§ **TASK STATEMENT**: Reproduce the thread below on PHP's new operator with an object reference word for word, from its title through the end of the answer.

§ **TEXT TO READ**:
--- --- ---

PHP new operator with object reference

Question

How is possible to use the "new" operator to create a new object using another object reference instead of a class name? Look at how $b is created...$a is a reference to an object.

code example:

class test {
    function aaa() {echo "aaa";}

}


$a = new test();
$b = new $a();
$b->aaa();

Answer 1

$a = new Foo;
$b = new $a;

This is just a shorthand notation, meaning create a new object of the same class as $a is an instance of. It's not cloning or copying or anything else.

It's the same kind of shorthand as:

$foo = new Foo;
echo $foo::BAR;

The "correct" syntax to use a class constant would be Foo::BAR , but $foo refers to the class, so using $foo::BAR is a convenience shorthand. In fact, it's more than that, it enables polymorphism by allowing your object instances to be substituted and your code to dynamically refer to possibly overridden constants in those substitutions. new $foo is the same kind of thing, it allows you to dynamically instantiate classes without necessarily knowing exactly what class that is.

--- --- ---

§ **MATERIAL SHOWN**:
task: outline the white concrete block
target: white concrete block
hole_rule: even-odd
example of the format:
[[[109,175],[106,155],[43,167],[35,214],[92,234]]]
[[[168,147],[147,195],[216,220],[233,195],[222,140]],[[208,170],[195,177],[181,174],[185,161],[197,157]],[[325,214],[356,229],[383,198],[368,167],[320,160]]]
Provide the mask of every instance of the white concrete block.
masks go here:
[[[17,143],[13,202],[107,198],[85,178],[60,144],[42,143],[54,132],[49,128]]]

--- --- ---

§ **THE SOLUTION**:
PHP new operator with object reference

Question

How is possible to use the "new" operator to create a new object using another object reference instead of a class name? Look at how $b is created...$a is a reference to an object.

code example:

class test {
    function aaa() {echo "aaa";}

}


$a = new test();
$b = new $a();
$b->aaa();

Answer 1

$a = new Foo;
$b = new $a;

This is just a shorthand notation, meaning create a new object of the same class as $a is an instance of. It's not cloning or copying or anything else.

It's the same kind of shorthand as:

$foo = new Foo;
echo $foo::BAR;

The "correct" syntax to use a class constant would be Foo::BAR , but $foo refers to the class, so using $foo::BAR is a convenience shorthand. In fact, it's more than that, it enables polymorphism by allowing your object instances to be substituted and your code to dynamically refer to possibly overridden constants in those substitutions. new $foo is the same kind of thing, it allows you to dynamically instantiate classes without necessarily knowing exactly what class that is.